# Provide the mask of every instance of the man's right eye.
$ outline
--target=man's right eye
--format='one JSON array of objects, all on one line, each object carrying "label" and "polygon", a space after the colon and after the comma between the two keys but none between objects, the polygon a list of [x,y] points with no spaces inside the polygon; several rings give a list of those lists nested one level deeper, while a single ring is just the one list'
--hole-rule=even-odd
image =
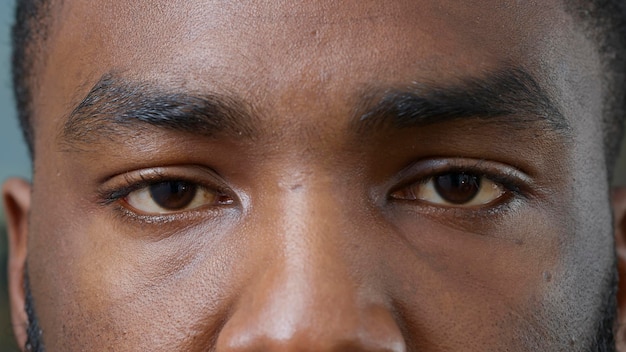
[{"label": "man's right eye", "polygon": [[228,205],[233,199],[198,184],[171,180],[155,182],[129,192],[123,200],[143,215],[164,215],[204,206]]}]

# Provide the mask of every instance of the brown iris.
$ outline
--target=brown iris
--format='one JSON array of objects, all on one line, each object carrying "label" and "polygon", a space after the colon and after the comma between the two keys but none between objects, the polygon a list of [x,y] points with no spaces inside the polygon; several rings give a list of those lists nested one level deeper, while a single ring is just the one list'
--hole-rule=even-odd
[{"label": "brown iris", "polygon": [[439,196],[452,204],[467,203],[480,190],[480,177],[463,172],[440,175],[433,181]]},{"label": "brown iris", "polygon": [[150,186],[150,197],[163,209],[181,210],[196,196],[198,187],[183,181],[167,181]]}]

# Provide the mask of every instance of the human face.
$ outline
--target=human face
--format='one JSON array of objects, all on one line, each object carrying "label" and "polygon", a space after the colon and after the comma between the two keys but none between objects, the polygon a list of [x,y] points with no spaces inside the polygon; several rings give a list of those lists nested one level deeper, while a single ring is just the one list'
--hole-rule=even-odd
[{"label": "human face", "polygon": [[560,2],[54,13],[11,269],[47,350],[592,345],[602,71]]}]

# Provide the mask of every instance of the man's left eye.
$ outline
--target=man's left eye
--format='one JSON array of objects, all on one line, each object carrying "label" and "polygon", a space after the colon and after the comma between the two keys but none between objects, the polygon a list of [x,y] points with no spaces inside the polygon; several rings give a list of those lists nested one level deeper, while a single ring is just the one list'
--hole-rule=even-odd
[{"label": "man's left eye", "polygon": [[506,193],[504,187],[485,176],[451,172],[391,193],[391,198],[417,200],[434,205],[471,207],[490,204]]},{"label": "man's left eye", "polygon": [[124,197],[144,214],[170,214],[208,205],[231,204],[232,199],[186,181],[163,181],[147,185]]}]

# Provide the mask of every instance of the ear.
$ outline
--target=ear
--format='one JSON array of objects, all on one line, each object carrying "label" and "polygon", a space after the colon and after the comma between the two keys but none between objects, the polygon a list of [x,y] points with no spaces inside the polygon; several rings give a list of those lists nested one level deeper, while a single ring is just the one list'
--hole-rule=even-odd
[{"label": "ear", "polygon": [[26,329],[28,328],[28,317],[24,308],[24,270],[28,240],[30,190],[30,184],[18,178],[7,180],[2,187],[9,237],[8,279],[11,323],[20,347],[26,344]]}]

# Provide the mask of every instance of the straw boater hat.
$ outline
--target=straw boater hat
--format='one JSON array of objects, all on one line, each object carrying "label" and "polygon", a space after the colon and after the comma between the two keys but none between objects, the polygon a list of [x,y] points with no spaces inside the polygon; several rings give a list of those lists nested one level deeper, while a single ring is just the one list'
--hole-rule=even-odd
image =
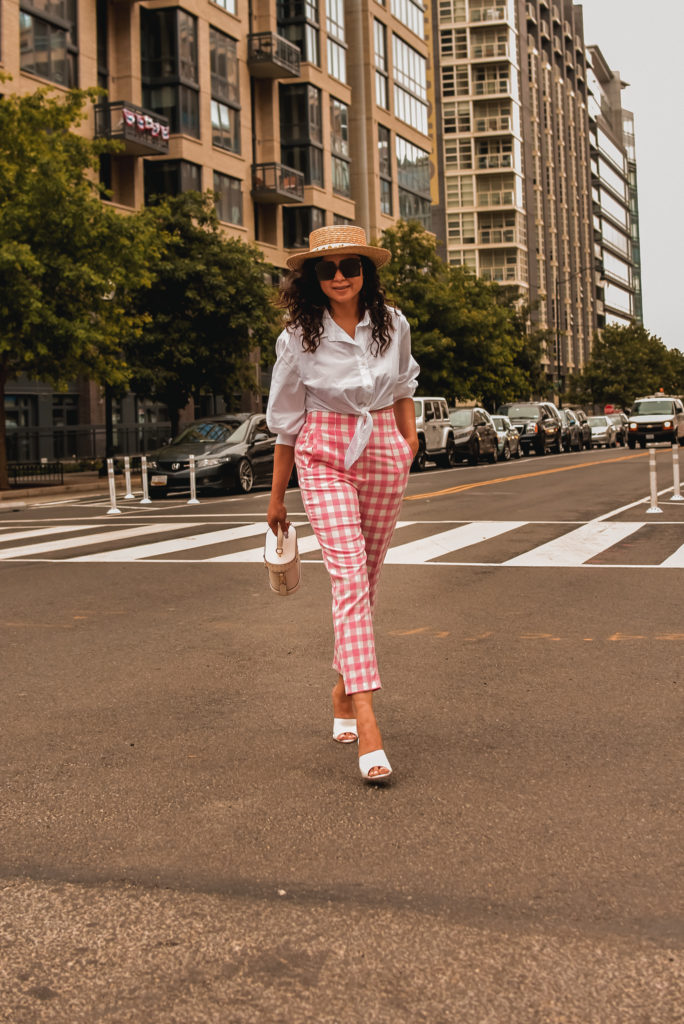
[{"label": "straw boater hat", "polygon": [[328,228],[316,228],[309,235],[309,248],[288,256],[286,263],[290,270],[301,270],[306,260],[317,256],[367,256],[376,267],[382,267],[392,258],[389,249],[368,245],[366,232],[353,224],[335,224]]}]

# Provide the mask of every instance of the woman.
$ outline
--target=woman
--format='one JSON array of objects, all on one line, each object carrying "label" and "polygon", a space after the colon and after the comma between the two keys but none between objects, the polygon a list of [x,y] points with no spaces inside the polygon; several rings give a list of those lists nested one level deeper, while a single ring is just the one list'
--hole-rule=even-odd
[{"label": "woman", "polygon": [[372,614],[378,577],[418,450],[418,364],[406,318],[386,306],[377,269],[387,249],[362,228],[311,232],[281,289],[267,419],[276,433],[268,524],[287,530],[285,489],[297,464],[302,501],[330,574],[335,656],[333,739],[359,741],[364,779],[390,763],[373,712],[380,688]]}]

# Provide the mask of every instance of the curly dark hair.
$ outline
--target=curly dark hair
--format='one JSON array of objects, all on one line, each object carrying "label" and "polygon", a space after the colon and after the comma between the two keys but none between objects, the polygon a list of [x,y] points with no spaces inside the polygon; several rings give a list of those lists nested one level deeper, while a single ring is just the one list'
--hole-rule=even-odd
[{"label": "curly dark hair", "polygon": [[[286,310],[287,326],[299,327],[302,331],[302,348],[315,352],[321,343],[323,313],[329,309],[328,299],[323,294],[316,264],[320,259],[306,260],[301,270],[295,270],[283,279],[280,286],[278,305]],[[372,260],[361,256],[363,285],[359,292],[361,313],[368,310],[373,325],[371,352],[382,355],[392,340],[390,328],[392,316],[385,302],[385,290],[380,284],[378,271]]]}]

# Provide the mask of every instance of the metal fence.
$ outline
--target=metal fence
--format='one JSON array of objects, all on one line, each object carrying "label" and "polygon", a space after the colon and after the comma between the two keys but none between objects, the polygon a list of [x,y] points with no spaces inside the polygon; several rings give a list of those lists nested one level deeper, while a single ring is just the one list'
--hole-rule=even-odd
[{"label": "metal fence", "polygon": [[[113,455],[137,455],[152,451],[171,437],[170,423],[116,425],[112,433]],[[102,459],[106,454],[104,425],[79,427],[19,427],[7,436],[10,462],[69,459]]]},{"label": "metal fence", "polygon": [[61,462],[10,462],[10,487],[39,487],[42,484],[63,484]]}]

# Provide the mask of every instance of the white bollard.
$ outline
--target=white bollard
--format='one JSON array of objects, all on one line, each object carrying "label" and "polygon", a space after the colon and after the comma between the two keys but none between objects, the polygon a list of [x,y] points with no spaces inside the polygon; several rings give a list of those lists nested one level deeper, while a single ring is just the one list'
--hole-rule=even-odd
[{"label": "white bollard", "polygon": [[188,505],[199,505],[199,501],[197,500],[197,478],[195,476],[195,473],[196,473],[196,470],[195,470],[195,456],[191,455],[189,457],[189,461],[190,461],[190,498],[188,499],[187,504]]},{"label": "white bollard", "polygon": [[124,498],[126,500],[135,498],[135,494],[132,493],[131,489],[131,460],[127,455],[124,455],[124,479],[126,481],[126,493],[124,494]]},{"label": "white bollard", "polygon": [[646,515],[662,512],[658,508],[658,475],[656,473],[656,450],[649,445],[648,472],[651,479],[651,507],[646,509]]},{"label": "white bollard", "polygon": [[120,516],[121,509],[116,507],[116,484],[114,482],[114,459],[107,459],[107,477],[109,480],[109,504],[108,516]]},{"label": "white bollard", "polygon": [[684,501],[679,484],[679,445],[676,441],[672,445],[672,482],[674,487],[670,501]]},{"label": "white bollard", "polygon": [[151,505],[152,502],[150,501],[150,491],[149,491],[149,487],[147,486],[147,456],[146,455],[141,455],[140,456],[140,476],[142,477],[142,492],[143,492],[143,496],[140,499],[140,504],[141,505]]}]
------------------------------
> Exercise
Looking through the entries, count the lines that hold the word "target" and state that count alone.

> Response
10